- TASK DETAILS
Reproduce every line of the listing below, requests included but without the pictures, and add 44 to each coordinate in the answers.

Dataset rows on where objects appear:
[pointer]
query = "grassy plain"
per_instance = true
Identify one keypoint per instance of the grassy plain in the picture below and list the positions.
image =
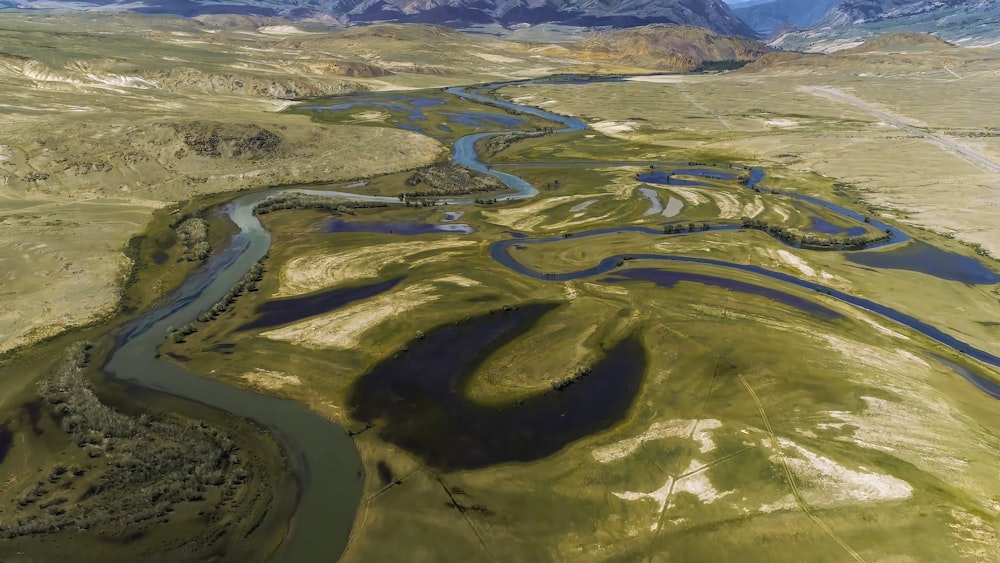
(855, 444)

- EXPECTED OUTPUT
[pointer]
query = "grassy plain"
per_instance = true
Identify one keypoint per instance of the grassy plain in the picture below and list the positions.
image =
(899, 488)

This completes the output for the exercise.